§ **REQUIREMENT**
Please copy out, word for word, the lines between the one holding "instances of arm." and the one holding "[104,7,112,18]", inclusive.

§ **RECORDS SUPPLIED**
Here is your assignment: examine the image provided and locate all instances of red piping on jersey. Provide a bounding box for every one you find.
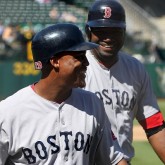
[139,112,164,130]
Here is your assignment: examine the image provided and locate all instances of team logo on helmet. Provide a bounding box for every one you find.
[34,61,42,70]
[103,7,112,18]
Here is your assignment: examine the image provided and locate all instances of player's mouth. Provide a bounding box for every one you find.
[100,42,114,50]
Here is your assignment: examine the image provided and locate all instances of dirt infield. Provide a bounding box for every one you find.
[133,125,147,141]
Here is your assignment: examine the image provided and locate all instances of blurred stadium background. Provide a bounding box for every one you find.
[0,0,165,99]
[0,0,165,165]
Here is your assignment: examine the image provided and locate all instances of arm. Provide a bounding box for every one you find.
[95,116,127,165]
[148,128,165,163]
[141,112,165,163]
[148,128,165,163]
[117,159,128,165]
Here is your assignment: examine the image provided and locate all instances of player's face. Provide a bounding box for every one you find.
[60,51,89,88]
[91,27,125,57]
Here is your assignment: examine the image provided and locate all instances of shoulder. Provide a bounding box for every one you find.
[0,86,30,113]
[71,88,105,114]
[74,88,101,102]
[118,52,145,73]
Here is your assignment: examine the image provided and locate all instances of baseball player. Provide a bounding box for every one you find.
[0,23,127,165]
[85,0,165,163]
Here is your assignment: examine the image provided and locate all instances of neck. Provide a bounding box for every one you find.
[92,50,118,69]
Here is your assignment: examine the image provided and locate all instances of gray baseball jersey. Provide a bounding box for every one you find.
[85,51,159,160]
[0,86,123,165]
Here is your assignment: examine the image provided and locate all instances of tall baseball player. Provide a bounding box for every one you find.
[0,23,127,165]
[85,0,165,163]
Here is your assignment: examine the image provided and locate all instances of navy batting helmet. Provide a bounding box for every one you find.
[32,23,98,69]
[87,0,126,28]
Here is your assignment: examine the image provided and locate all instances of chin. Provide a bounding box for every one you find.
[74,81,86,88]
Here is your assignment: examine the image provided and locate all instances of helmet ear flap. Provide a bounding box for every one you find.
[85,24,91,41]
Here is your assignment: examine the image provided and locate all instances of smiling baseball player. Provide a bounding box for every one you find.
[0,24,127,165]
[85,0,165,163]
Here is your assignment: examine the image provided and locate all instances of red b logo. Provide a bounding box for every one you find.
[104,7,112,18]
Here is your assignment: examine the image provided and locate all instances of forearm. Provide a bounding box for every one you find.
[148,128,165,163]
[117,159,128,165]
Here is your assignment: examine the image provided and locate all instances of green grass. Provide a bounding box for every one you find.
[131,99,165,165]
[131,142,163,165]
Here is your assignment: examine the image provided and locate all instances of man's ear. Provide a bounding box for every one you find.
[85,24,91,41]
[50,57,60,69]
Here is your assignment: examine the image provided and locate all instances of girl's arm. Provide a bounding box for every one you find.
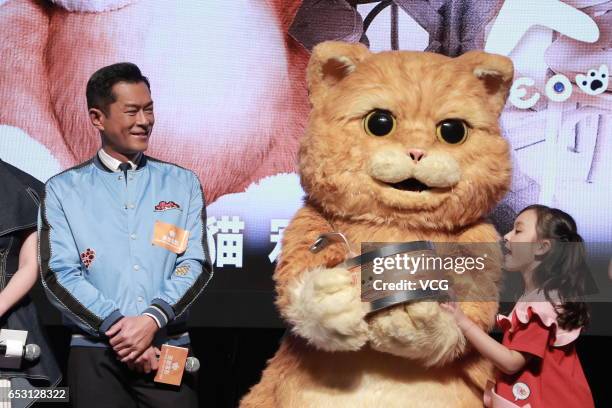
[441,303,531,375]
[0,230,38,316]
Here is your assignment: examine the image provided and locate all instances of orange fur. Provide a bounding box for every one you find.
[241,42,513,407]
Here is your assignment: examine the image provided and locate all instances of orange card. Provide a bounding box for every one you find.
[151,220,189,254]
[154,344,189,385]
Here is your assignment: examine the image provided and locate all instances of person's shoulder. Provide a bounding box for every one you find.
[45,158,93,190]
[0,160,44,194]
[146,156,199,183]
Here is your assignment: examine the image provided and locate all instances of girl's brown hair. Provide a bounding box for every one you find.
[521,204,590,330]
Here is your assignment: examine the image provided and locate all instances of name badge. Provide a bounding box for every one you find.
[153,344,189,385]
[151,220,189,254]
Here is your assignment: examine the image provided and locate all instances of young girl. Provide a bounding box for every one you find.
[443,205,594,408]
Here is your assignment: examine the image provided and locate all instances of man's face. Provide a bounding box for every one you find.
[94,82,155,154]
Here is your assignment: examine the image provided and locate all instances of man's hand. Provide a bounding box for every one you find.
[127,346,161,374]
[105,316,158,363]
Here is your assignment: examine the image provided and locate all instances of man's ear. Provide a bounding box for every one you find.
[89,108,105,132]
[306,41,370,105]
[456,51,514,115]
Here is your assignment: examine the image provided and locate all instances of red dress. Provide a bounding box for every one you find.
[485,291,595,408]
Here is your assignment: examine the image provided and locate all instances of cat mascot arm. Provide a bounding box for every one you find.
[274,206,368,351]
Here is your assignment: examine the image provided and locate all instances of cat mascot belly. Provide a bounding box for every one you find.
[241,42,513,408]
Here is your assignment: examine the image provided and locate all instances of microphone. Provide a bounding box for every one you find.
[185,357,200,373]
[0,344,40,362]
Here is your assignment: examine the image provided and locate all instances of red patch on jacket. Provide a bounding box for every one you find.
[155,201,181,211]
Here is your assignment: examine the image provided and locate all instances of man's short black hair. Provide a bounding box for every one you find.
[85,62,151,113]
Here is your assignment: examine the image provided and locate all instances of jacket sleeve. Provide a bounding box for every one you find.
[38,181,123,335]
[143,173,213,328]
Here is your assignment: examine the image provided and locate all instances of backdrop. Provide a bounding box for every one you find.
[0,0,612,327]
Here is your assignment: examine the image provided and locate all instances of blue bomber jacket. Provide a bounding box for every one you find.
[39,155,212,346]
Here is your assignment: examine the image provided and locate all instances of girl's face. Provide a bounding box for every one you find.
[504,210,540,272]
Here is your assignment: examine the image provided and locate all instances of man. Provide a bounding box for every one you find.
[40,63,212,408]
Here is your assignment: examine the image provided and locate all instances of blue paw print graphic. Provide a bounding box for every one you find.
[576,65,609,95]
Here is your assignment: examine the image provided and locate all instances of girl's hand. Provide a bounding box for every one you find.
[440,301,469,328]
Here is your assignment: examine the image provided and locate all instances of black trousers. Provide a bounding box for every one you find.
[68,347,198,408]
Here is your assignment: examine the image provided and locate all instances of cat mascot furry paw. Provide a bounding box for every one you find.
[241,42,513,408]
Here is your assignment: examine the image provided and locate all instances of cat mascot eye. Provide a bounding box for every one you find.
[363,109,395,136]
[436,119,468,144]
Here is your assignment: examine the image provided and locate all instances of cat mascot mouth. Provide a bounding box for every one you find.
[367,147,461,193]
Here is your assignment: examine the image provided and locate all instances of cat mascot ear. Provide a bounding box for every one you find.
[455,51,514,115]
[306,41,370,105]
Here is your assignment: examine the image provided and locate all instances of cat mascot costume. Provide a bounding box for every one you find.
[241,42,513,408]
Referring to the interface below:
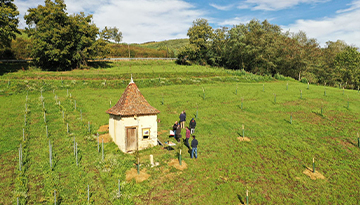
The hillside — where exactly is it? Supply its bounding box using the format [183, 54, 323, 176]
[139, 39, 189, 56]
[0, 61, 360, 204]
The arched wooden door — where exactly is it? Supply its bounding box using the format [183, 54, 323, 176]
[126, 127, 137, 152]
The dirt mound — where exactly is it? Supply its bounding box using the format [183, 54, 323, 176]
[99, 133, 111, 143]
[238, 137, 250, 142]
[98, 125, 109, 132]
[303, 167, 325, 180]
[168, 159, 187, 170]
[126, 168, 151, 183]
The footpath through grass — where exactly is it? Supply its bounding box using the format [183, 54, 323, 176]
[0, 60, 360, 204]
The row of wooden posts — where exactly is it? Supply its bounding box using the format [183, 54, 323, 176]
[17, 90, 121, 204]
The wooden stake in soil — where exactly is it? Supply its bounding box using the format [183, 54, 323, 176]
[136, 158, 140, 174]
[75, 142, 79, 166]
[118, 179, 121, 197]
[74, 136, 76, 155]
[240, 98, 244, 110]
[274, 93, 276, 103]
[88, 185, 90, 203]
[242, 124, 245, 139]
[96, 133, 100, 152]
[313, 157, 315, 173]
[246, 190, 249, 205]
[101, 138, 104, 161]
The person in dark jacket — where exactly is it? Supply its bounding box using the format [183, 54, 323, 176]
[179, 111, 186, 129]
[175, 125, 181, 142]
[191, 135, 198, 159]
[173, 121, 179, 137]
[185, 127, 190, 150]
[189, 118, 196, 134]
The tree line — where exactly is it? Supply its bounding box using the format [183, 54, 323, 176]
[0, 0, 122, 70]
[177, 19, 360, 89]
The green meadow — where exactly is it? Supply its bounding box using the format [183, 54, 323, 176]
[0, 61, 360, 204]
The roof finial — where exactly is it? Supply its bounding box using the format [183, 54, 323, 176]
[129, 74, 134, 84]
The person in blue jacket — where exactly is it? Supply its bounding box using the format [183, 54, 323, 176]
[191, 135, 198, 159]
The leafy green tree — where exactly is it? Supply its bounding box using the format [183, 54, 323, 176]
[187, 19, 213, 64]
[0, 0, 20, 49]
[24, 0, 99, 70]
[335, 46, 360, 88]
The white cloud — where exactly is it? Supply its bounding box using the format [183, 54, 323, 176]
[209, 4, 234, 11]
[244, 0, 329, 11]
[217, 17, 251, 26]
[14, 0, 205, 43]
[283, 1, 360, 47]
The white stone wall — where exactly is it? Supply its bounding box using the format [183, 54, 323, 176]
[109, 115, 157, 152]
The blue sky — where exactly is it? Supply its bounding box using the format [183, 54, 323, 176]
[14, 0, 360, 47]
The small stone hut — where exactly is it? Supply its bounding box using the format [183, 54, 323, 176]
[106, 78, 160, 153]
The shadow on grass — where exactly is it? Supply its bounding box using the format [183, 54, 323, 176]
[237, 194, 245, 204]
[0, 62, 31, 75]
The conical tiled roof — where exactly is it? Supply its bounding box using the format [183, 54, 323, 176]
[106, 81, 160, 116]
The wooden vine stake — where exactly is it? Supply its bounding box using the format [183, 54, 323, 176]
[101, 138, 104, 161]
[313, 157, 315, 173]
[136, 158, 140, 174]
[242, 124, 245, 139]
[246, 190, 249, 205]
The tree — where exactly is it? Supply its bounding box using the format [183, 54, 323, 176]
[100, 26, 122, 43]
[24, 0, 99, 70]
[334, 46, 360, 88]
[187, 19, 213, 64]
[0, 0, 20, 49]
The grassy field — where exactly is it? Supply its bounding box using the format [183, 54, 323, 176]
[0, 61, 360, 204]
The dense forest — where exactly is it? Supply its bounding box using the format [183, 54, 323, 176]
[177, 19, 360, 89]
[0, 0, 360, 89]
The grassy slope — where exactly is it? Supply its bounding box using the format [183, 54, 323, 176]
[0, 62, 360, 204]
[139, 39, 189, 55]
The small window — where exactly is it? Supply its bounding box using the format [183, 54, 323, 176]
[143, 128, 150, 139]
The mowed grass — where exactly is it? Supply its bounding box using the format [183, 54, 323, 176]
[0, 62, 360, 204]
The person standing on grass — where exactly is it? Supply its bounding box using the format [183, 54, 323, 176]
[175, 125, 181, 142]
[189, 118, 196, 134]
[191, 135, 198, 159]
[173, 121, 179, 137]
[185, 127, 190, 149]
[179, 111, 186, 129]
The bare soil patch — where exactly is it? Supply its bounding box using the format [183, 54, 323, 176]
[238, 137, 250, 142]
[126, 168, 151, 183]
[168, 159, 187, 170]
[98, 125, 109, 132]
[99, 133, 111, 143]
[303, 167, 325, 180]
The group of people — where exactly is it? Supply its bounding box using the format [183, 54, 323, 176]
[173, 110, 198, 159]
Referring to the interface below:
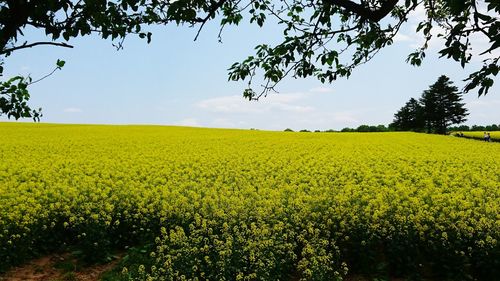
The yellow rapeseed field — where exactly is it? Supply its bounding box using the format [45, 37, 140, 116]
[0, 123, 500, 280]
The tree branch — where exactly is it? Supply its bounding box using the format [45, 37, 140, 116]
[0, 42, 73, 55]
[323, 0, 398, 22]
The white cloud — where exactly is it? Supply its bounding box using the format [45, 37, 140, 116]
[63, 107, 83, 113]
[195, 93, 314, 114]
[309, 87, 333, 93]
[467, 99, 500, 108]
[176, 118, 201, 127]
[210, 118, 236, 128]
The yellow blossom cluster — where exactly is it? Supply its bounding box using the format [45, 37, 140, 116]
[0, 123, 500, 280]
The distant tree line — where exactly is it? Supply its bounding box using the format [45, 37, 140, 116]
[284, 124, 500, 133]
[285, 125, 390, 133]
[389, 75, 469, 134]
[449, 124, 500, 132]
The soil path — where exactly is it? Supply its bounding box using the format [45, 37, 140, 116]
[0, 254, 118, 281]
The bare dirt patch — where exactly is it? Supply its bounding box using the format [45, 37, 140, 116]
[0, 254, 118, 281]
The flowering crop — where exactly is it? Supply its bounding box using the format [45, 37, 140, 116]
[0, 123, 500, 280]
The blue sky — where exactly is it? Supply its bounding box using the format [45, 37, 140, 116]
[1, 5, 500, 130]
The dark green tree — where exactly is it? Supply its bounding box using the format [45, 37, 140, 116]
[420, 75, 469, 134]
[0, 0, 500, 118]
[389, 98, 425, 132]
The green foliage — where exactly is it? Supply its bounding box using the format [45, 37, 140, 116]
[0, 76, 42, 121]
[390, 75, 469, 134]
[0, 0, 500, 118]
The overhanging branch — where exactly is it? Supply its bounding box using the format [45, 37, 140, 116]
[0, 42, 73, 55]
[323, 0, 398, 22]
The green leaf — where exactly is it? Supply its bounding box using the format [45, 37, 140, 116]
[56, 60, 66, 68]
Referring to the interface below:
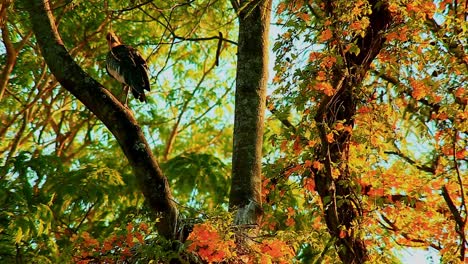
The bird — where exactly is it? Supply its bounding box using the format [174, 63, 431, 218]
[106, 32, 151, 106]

§ **RIGHT ANSWER**
Here is your assignment: examine the image provided and locate all instances of arm. Provide a bounding box for every one you find.
[95,116,127,165]
[148,128,165,163]
[141,112,165,163]
[148,128,165,163]
[117,159,128,165]
Here is your assignment: examine the image provided and locate all instances of player's face. Provide a bounding box for every one you find.
[60,51,89,88]
[91,27,125,57]
Here is your assignment: examine the image provided and locate all instances of shoulder. Provide a bounding box for every one you find.
[0,86,30,113]
[71,88,105,114]
[74,88,101,102]
[118,52,145,73]
Here is your assignment: examine the image provided and locate all instances of baseball player. Provide a bounding box for every one you find.
[0,23,127,165]
[85,0,165,163]
Here is your assignment: examine the image provided and locate all instances of neck. Provide a bounding box for every one you find.
[92,50,118,69]
Here is your assignment: examine the image provided and locate all instances of gray baseball jersey. Provide a bounding box for every one you find.
[85,51,159,160]
[0,86,123,165]
Here is your assignment: examine the image provided and locate all instances of tall baseball player. Provide a bounding box for every one you find.
[0,23,127,165]
[85,0,165,163]
Here is your assignment: examine the image provided and locate all instances of navy batting helmet. Provide a bounding box for every one you find.
[32,23,98,69]
[87,0,126,28]
Here is your assignment: examine the image provided and locate all instances of chin. Provide a bounding box for every one you find.
[74,81,86,88]
Here is your assignment: examine the image provided and locate all instances of helmet ear flap. Provide a bounding box for every one you find.
[85,24,91,41]
Here is your assignment: examine the image provided and locate all instances of smiling baseball player. Provide a bounding box for every one you find.
[0,24,127,165]
[85,0,165,163]
Here is your assignment: examine the image provided and locate all instances of red b logo. Provide a bounding box for every one you find.
[104,7,112,18]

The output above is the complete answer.